> AIM OF THE TASK
Text only, exactly as given: reproduce the entries below without their pictures.
= = = = =
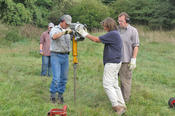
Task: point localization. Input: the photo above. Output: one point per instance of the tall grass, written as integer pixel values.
(24, 93)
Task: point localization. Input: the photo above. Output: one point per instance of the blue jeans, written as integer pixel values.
(46, 66)
(60, 68)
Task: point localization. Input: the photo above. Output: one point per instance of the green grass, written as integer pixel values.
(24, 93)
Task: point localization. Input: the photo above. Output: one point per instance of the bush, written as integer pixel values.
(157, 14)
(13, 36)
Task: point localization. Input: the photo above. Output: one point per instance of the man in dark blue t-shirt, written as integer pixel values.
(113, 46)
(112, 62)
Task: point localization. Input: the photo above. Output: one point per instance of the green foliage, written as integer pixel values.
(59, 8)
(13, 36)
(157, 14)
(89, 12)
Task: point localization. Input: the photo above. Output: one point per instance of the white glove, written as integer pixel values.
(82, 31)
(132, 64)
(67, 31)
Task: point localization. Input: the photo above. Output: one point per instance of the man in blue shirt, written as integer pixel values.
(112, 61)
(60, 48)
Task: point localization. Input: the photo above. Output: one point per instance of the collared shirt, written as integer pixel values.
(113, 47)
(45, 41)
(62, 44)
(130, 40)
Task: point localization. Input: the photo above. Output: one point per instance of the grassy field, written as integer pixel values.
(24, 93)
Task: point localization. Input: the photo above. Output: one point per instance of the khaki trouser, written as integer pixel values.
(110, 84)
(126, 80)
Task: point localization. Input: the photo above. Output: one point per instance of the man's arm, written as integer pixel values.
(57, 35)
(93, 38)
(135, 51)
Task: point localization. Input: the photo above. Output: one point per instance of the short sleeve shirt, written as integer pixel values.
(61, 44)
(113, 46)
(130, 40)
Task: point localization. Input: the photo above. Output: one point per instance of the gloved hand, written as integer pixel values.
(132, 64)
(41, 52)
(67, 31)
(82, 31)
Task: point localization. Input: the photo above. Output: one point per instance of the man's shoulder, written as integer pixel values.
(132, 27)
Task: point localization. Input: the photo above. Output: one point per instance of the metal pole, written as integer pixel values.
(75, 76)
(75, 62)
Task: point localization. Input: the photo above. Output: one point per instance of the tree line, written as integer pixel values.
(156, 14)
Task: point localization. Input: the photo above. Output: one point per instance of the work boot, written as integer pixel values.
(60, 99)
(119, 110)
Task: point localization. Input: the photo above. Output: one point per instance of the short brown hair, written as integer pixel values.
(109, 23)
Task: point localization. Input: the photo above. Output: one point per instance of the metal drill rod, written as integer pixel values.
(75, 76)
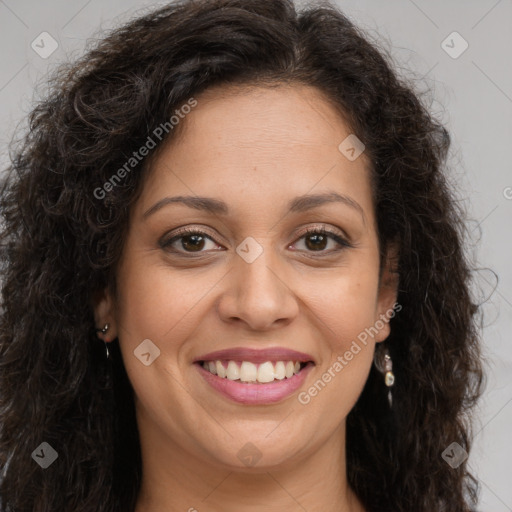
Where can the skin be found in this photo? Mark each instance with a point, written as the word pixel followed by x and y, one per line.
pixel 255 149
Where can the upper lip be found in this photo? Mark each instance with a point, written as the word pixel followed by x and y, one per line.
pixel 257 356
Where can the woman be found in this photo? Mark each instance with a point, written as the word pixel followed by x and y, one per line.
pixel 234 277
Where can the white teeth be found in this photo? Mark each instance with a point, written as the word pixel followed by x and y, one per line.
pixel 221 371
pixel 233 372
pixel 280 372
pixel 250 372
pixel 266 372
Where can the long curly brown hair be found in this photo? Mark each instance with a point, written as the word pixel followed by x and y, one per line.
pixel 60 245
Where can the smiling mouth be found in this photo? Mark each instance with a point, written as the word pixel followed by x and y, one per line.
pixel 251 373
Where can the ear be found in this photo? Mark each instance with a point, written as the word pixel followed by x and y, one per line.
pixel 388 292
pixel 103 305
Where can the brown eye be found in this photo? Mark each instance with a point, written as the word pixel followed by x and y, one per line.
pixel 187 241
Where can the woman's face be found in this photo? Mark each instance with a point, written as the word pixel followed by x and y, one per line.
= = = = =
> FINISHED EXERCISE
Task: point localization. Input: the photo above. Output: one point per instance of the tall grass, written as integer pixel values.
(24, 93)
Task: point localization. Input: the photo above. Output: one point per instance of the blue jeans, written as integer pixel values.
(46, 66)
(60, 68)
Task: point localization. Input: the photo above. Output: one point per instance of the green grass, written as integer pixel values.
(24, 93)
Task: point localization. Input: the photo above. Output: one point per instance of the bush, written as integer pixel values.
(157, 14)
(13, 36)
Task: point localization. Input: the photo above. Output: one point per instance of the man in dark blue t-shirt, written as integer pixel values.
(113, 46)
(112, 62)
Task: point localization. Input: the photo above. Output: one point per instance of the green foliage, written as integer pixel values.
(59, 8)
(13, 36)
(157, 14)
(89, 12)
Task: point localization. Input: the photo above. Output: one point per instance of the white glove, written as integer pixel values.
(82, 31)
(132, 64)
(67, 31)
Task: point localization. Input: the photo above. Output: one point per instance of the man in blue shirt, written as integer pixel values.
(112, 61)
(60, 48)
Task: point localization. Input: the photo above. Output: one point per instance of the collared shirt, written as integer pixel values.
(113, 47)
(45, 41)
(62, 44)
(130, 40)
Task: point localization. Input: the photo above. Output: one point per instance of the grassy field, written as integer pixel values.
(24, 93)
Task: point localization. Input: the photo above. Output: one point per instance of the khaki trouser, written as integer pixel values.
(110, 84)
(126, 80)
Task: point localization. Input: the photo above. Output: one point per instance of the man's arm, written as integer pixel values.
(57, 35)
(93, 38)
(135, 51)
Task: point localization. Input: the photo above. Output: one point per instance of the short sleeve shirt, written as integer pixel values.
(61, 44)
(113, 46)
(130, 40)
Task: point localization. Input: the photo above. Output: one point per instance of the gloved hand, written as integer pixel values.
(132, 64)
(41, 52)
(67, 31)
(82, 31)
Task: point localization. Input: the photo above. Output: one point per instance of the man's shoulder, written as integer pixel values.
(132, 27)
Task: point localization. Input: the photo above. Output: one point per instance of the metal pole, written as integer pixel values.
(75, 76)
(75, 62)
Task: point localization. Input: the photo above. Output: one point per instance of the tree line, written as integer pixel values.
(156, 14)
Task: point localization. Input: the photo above. Output: one point per instance of the work boot, written as integer pixel values.
(60, 99)
(119, 110)
Task: point localization. Input: the photo above. Output: one point per instance of the short brown hair, written as integer pixel values.
(109, 23)
Task: point localization. Input: the photo above. Output: one point per instance of the metal drill rod, written as integer pixel values.
(75, 76)
Where can the skin be found in this photo? Mark each instance with a point, written as the word pixel followed by x and y, one per line.
pixel 255 149
Where can the upper lip be found in this photo? Mark each instance with a point, written as the word pixel followed by x and y, one per line.
pixel 257 356
Where can the woman be found in this photo? Mark each instance with a point, written as the word pixel followed by x and y, one per line.
pixel 234 277
Where can the white teeth be found in this photo? Mark each instance with a point, written as the word pixel followed by x and y, one per line.
pixel 221 371
pixel 233 372
pixel 280 372
pixel 250 372
pixel 266 372
Where can the long curly brown hair be found in this photo? Mark each instance with a point, written as the word pixel followed by x and y, one per line.
pixel 60 245
Where can the smiling mouth be found in this photo? Mark each instance with a point, written as the word pixel followed by x and y, one per line.
pixel 251 373
Where can the ear be found in this photo? Mark each instance with a point, written as the word pixel followed by x and y, one per line.
pixel 388 292
pixel 103 305
Where can the brown eye be found in this photo? Mark each instance with a point, written as the word pixel followed by x and y, one per line.
pixel 187 241
Where can the woman's face be found in this photo? Mark each instance with a point, written as the word pixel followed by x and y, one per line.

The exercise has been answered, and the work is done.